INSTRUCCIONES.
a - Transcribe el fragmento sobre el interés personal y los ideales empezando en "Mucho apunta a" y terminando en "el interés personal.".
b - Enumera todos los verbos conjugados que aparecen en la última oración del fragmento sobre el interés personal y los ideales.
c - Responde estas preguntas sobre el fragmento sobre el interés personal y los ideales:
(i) ¿Qué palabra aparece entre comillas en la primera oración?
(ii) ¿Qué posibilita la merma del interés personal?
(iii) Si el interés corresponde a la personalidad, ¿a qué corresponde el ideal?

===== FRAGMENTO PARA LEER =====

Mucho apunta a que no sólo España “hurtaba”, a que las aspiraciones personales podían superar a las nacionales. La vida pública nos ofrece a menudo interesantes espejos a la hora de observar nuestra psicología más interna. En nuestro nivel evolutivo, no es lo más corriente que los intereses particulares se afinen con los generosos ideales. En esos contados casos, el dominio de lo que nos afecta va minando y deshaciendo el yo minúsculo. Es cuando nos involucramos más decidida y sinceramente en el devenir de lo colectivo. La merma del interés personal posibilita mayor entrega a los ideales generales. Pronto y claro: lo que el interés es a la personalidad, el ideal es al alma. Más gana el alma, más triunfa el ideal de servicio; más progresa la personalidad inferior, más avanza el interés personal.

===== LÍNEAS DE DATOS =====

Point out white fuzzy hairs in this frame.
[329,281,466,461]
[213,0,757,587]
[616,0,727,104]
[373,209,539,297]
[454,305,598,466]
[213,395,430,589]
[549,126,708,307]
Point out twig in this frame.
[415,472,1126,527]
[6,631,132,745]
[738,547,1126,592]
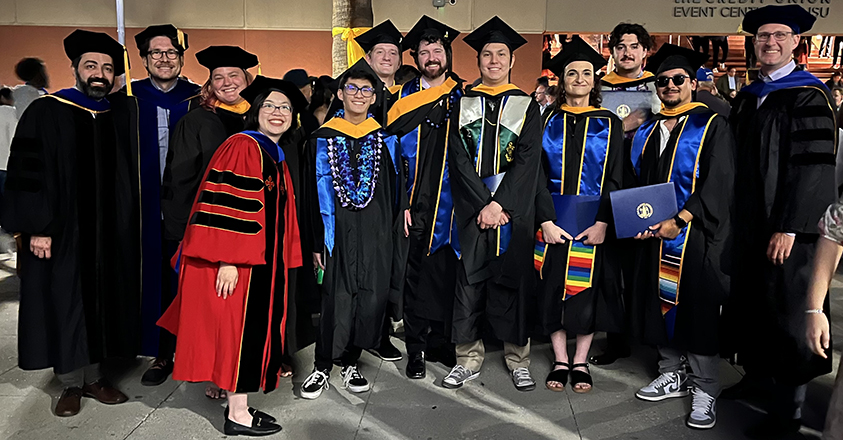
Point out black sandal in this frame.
[571,363,594,394]
[544,362,571,392]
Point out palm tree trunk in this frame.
[331,0,374,77]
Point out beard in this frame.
[76,73,114,100]
[422,63,447,79]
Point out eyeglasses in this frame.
[343,84,375,98]
[656,75,690,87]
[149,50,181,60]
[755,31,793,43]
[261,102,293,115]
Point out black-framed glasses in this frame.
[149,49,181,60]
[261,102,293,115]
[343,84,375,98]
[755,31,793,43]
[656,74,690,87]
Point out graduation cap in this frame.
[196,46,258,72]
[404,15,460,50]
[354,20,401,53]
[135,24,188,52]
[547,35,608,77]
[284,69,310,88]
[240,75,307,112]
[646,43,708,78]
[463,15,527,53]
[64,29,126,76]
[741,5,817,34]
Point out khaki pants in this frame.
[456,340,530,371]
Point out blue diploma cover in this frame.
[609,183,679,238]
[553,194,600,237]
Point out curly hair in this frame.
[609,23,654,51]
[199,69,254,111]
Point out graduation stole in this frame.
[456,88,533,256]
[631,111,716,339]
[389,78,462,255]
[533,106,612,301]
[316,117,399,255]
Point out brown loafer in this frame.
[56,387,82,417]
[82,379,129,405]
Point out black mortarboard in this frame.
[284,69,310,88]
[463,15,527,53]
[196,46,258,72]
[240,75,307,112]
[741,5,817,34]
[64,29,126,76]
[646,43,708,78]
[404,15,460,50]
[135,24,188,52]
[354,20,401,53]
[547,35,607,77]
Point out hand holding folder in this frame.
[609,182,679,238]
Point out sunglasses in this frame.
[656,75,690,87]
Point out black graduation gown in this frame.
[448,84,542,346]
[724,81,837,385]
[161,107,244,241]
[536,107,624,334]
[280,127,319,354]
[387,75,462,324]
[306,118,407,359]
[2,89,140,374]
[629,105,735,356]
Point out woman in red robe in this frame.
[159,76,307,435]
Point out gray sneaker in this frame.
[442,364,480,389]
[685,387,717,429]
[635,371,689,402]
[512,367,536,391]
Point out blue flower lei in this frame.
[327,110,383,211]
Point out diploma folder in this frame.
[553,194,600,238]
[601,90,653,119]
[609,182,679,238]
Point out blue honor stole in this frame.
[458,95,532,256]
[316,122,400,256]
[400,78,462,255]
[631,112,716,340]
[533,111,612,301]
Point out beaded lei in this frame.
[327,110,383,211]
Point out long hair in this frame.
[243,90,301,145]
[554,78,603,108]
[199,69,254,112]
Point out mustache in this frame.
[86,76,112,89]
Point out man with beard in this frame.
[723,5,837,439]
[387,16,462,379]
[442,16,542,391]
[618,44,735,429]
[124,24,199,386]
[588,23,661,365]
[2,30,140,417]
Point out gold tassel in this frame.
[123,45,135,96]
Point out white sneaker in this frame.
[685,387,717,429]
[635,371,689,402]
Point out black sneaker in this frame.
[301,368,330,400]
[342,365,369,393]
[141,359,173,387]
[369,337,401,362]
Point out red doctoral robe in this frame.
[158,133,302,393]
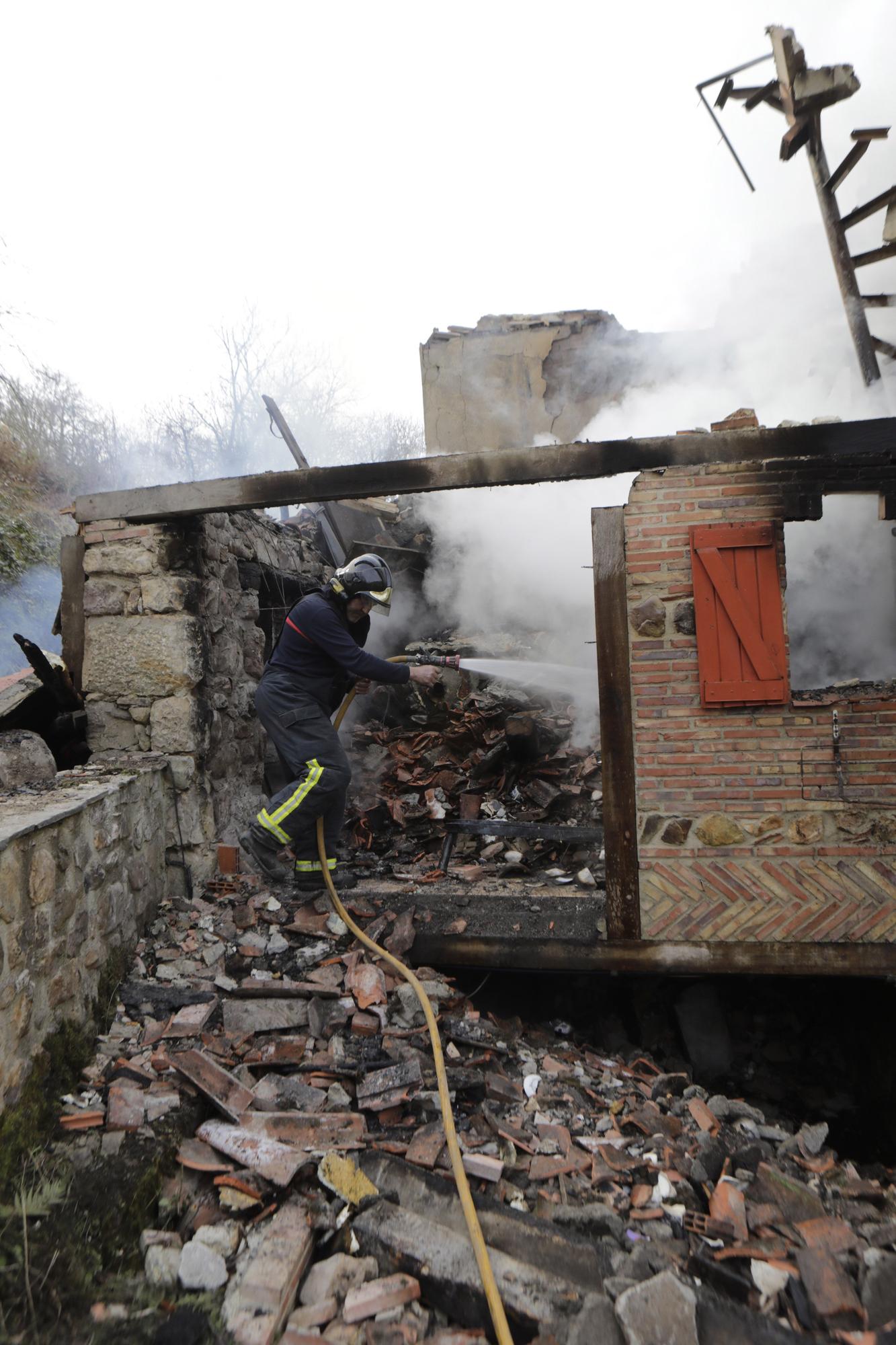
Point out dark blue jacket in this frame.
[265,589,410,714]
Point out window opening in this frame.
[784,494,896,691]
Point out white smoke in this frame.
[421,213,896,705]
[0,565,62,677]
[784,495,896,689]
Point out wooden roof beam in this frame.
[75,417,896,523]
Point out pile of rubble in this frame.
[48,877,896,1345]
[347,654,603,886]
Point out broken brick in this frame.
[341,1274,419,1323]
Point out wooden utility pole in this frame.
[697,27,896,386]
[768,28,884,385]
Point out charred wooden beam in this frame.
[872,336,896,359]
[841,187,896,229]
[825,140,868,192]
[591,506,641,939]
[768,27,880,386]
[410,927,896,976]
[75,417,896,523]
[732,79,784,112]
[261,395,348,561]
[853,243,896,266]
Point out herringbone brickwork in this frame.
[641,854,896,943]
[624,457,896,943]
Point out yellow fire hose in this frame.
[317,656,514,1345]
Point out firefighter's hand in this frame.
[410,663,440,686]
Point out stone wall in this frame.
[419,309,678,453]
[0,756,167,1110]
[624,444,896,942]
[82,511,324,880]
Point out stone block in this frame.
[0,729,56,790]
[0,842,26,924]
[83,616,203,699]
[616,1270,698,1345]
[140,574,199,612]
[83,578,129,616]
[628,597,666,639]
[83,542,156,574]
[696,812,744,846]
[47,962,81,1009]
[787,812,825,845]
[149,695,204,753]
[87,701,137,752]
[28,845,59,907]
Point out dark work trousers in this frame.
[255,667,351,870]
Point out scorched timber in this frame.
[75,417,896,523]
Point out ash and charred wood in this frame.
[352,1200,584,1340]
[591,506,641,939]
[470,738,507,780]
[359,1157,611,1290]
[841,187,896,229]
[12,633,83,710]
[445,818,604,843]
[825,140,868,192]
[75,417,896,522]
[118,981,216,1013]
[853,243,896,266]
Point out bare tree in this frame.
[0,369,125,491]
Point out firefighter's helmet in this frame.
[329,551,391,613]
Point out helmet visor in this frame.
[358,586,391,616]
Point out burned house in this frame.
[0,409,896,1103]
[419,308,701,453]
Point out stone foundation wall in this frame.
[624,447,896,943]
[82,511,328,880]
[0,756,167,1110]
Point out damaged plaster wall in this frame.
[419,309,673,453]
[82,511,324,880]
[624,441,896,943]
[0,755,167,1111]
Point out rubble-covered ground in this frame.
[339,646,603,890]
[0,876,896,1345]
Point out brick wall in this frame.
[624,459,896,942]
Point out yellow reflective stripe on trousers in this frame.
[258,757,323,845]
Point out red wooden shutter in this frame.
[690,523,790,705]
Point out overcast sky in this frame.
[0,0,896,428]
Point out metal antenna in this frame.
[697,51,772,191]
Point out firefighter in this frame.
[239,554,438,892]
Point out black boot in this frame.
[239,822,289,882]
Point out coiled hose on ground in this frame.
[317,655,514,1345]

=====

RESPUESTAS DADAS.
a -
Mucho apunta a que no sólo España “hurtaba”, a que las aspiraciones personales podían superar a las nacionales. La vida pública nos ofrece a menudo interesantes espejos a la hora de observar nuestra psicología más interna. En nuestro nivel evolutivo, no es lo más corriente que los intereses particulares se afinen con los generosos ideales. En esos contados casos, el dominio de lo que nos afecta va minando y deshaciendo el yo minúsculo. Es cuando nos involucramos más decidida y sinceramente en el devenir de lo colectivo. La merma del interés personal posibilita mayor entrega a los ideales generales. Pronto y claro: lo que el interés es a la personalidad, el ideal es al alma. Más gana el alma, más triunfa el ideal de servicio; más progresa la personalidad inferior, más avanza el interés personal.

b - Los verbos conjugados de la última oración son gana, triunfa, progresa y avanza.

c -
(i) La palabra entre comillas es "hurtaba".
(ii) La merma del interés personal posibilita mayor entrega a los ideales generales.
(iii) El ideal corresponde al alma.